- Task brief
Give back the entries exactly as they read, leaving each image out.

- Data excerpts
• • • •

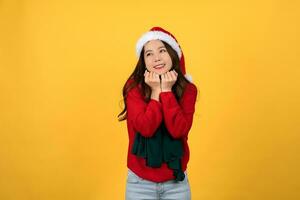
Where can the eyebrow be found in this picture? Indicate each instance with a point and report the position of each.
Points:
(157, 48)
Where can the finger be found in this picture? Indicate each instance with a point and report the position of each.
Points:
(173, 75)
(168, 77)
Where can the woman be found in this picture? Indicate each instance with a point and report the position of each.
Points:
(159, 107)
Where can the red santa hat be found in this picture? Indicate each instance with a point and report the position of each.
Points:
(161, 34)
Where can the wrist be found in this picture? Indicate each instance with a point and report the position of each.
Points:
(166, 90)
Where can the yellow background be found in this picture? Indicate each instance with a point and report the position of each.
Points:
(62, 68)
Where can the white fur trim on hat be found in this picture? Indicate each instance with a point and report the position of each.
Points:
(153, 35)
(188, 77)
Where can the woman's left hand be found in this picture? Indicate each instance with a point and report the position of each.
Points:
(168, 79)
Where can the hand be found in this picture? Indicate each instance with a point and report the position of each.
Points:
(168, 79)
(152, 79)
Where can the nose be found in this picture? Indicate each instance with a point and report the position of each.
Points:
(157, 57)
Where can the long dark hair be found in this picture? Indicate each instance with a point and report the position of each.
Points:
(138, 79)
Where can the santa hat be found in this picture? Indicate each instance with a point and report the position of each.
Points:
(161, 34)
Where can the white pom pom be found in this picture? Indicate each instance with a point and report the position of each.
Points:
(188, 77)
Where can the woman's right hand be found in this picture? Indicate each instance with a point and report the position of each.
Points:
(152, 79)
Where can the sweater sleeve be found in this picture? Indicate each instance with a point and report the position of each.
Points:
(178, 117)
(145, 117)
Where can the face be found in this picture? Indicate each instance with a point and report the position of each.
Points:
(157, 58)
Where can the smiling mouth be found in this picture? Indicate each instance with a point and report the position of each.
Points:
(159, 66)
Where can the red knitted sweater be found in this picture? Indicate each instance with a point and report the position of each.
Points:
(146, 117)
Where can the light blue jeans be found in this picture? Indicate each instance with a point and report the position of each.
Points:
(138, 188)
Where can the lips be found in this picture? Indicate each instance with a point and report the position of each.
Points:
(159, 66)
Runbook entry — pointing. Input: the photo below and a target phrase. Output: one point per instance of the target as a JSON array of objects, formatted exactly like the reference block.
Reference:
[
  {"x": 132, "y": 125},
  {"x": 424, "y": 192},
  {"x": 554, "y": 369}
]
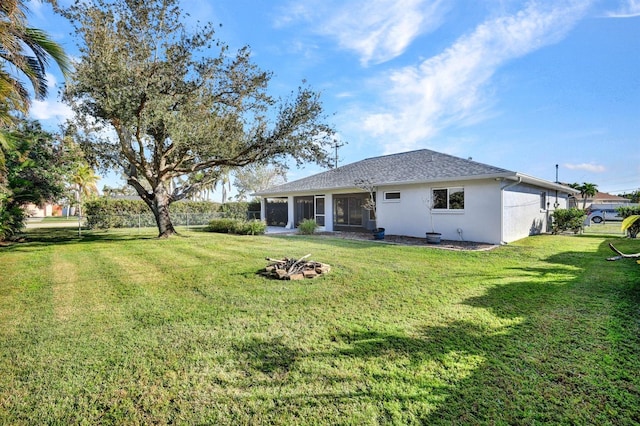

• • • •

- Output
Where can the eyebrow be found in this picture? Indicate each instance with a point and report the position of each.
Points:
(157, 48)
Where can the finger be found in this picture? Indicate each instance with a point and report the position of each.
Points:
(173, 75)
(168, 77)
Where can the woman be found in this picture? Indicate each instance with a point and report the position of each.
Points:
(159, 107)
Where can the red santa hat be found in this picture? Indicate each instance with a point and report the position of each.
Points:
(161, 34)
Where can the wrist be found in this picture? Indicate each instance with a point and report the position of each.
Points:
(166, 90)
Where can the yellow background be found in this picture? Indicate each instance with a point and report the position of each.
Points:
(62, 68)
Where can the white fur trim on hat be found in this picture? Indicate each instance with a point and report the position of each.
Points:
(153, 35)
(188, 77)
Where can the woman's left hand be found in this picture? Indicate each instance with a point and report the position of each.
Points:
(168, 79)
Where can the hand be found in this picture? Indicate each instance with a point and report the position of each.
Points:
(168, 79)
(152, 79)
Where can the nose be found in this picture? Indicate each instance with a point and report the position of each.
Points:
(157, 57)
Where can the long dark hair be found in this picture? Indicate each instance with a point and report the position of each.
Points:
(138, 79)
Where can the santa hat be found in this picture? Indicate each instance with a point and report the position of each.
Points:
(161, 34)
Where can the white pom pom be found in this picture? Indicate each instance with a point and report the position of each.
Points:
(188, 77)
Where can the woman's right hand be found in this picture? Indicate each instance with a point and report the position of each.
Points:
(152, 79)
Where can the sweater sleeve be found in this picture? Indicate each instance with a point and report the position of each.
Points:
(178, 117)
(145, 117)
Where can the face be found in this picture? Indicate each instance with a point and report the position of each.
Points:
(157, 58)
Where can the smiling mouth be found in this picture? Indicate each instance with a point and report the position of each.
Points:
(159, 66)
Where can the red knitted sweater be found in this picture? Indicate each instance with a point and report the position of each.
Points:
(146, 117)
Where can the light blue jeans be found in this picture? Indicate each instance with a point and report the position of each.
Points:
(138, 188)
Where can the lips be found in this picture? Indicate each instance with a point and report the position of each.
Points:
(159, 66)
Runbook entry — pointing. Input: the photo below and a target phrase. Output: one point per instance of the target as a JSON array of objects, formatted exactly like the reference block.
Reference:
[
  {"x": 132, "y": 125},
  {"x": 424, "y": 192},
  {"x": 554, "y": 369}
]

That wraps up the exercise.